Records from a collection:
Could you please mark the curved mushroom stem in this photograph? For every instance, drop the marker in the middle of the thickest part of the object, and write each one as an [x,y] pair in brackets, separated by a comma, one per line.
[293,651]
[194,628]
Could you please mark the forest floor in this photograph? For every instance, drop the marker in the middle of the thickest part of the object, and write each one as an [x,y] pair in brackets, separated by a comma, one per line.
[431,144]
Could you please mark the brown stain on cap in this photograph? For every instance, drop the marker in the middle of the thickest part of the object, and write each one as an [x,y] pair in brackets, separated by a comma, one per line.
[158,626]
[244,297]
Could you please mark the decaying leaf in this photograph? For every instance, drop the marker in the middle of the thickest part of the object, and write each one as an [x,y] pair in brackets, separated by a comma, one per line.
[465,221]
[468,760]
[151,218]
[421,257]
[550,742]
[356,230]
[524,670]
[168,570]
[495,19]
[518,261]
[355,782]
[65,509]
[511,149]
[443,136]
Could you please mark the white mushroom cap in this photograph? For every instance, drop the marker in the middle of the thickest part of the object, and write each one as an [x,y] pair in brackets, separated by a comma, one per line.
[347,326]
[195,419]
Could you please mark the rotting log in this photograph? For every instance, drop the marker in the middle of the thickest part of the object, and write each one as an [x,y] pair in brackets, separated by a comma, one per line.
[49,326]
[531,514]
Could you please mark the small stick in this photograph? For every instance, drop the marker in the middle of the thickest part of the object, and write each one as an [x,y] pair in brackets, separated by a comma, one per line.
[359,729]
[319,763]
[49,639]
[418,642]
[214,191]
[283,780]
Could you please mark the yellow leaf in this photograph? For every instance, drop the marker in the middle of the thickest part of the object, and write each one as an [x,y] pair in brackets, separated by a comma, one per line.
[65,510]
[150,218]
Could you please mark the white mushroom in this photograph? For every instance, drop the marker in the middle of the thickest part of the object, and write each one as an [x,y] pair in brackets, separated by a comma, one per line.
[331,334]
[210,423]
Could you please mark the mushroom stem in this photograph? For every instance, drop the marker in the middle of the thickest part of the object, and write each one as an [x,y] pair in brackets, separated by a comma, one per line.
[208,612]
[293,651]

Exercise details
Repeat exactly, and only, the lines from the line containing "Could you please mark the small" through the last line of the records above, both included.

Result of this task
Could you please mark the small stick in this photograph? For every instance, drop the marker in the middle of the thickest part of the object, and write each one as an [x,y] pair in brackets, separated by a comma, one per line.
[359,729]
[319,763]
[49,639]
[418,642]
[214,191]
[283,780]
Could you please mark the yellow leaf in this photograph? For every instance, drop the marker in the middle of the thickest part of the object, and write each one as an [x,y] pair in brackets, separated by a comma, one per line.
[65,510]
[150,218]
Could you please mark the white mushroom in this photograph? For every instance, drop the marker in the middle of the thickest part of the object, and write each one as an [x,y] pair in brackets, separated by a comma, one per line.
[331,334]
[210,423]
Could you please mark the mushroom stem in this photograph? For every instance, drop the marker in the middle of the thickest part of the object, and write each one as an [x,y] pair in brackets, separated by a comma, one per line.
[208,612]
[293,651]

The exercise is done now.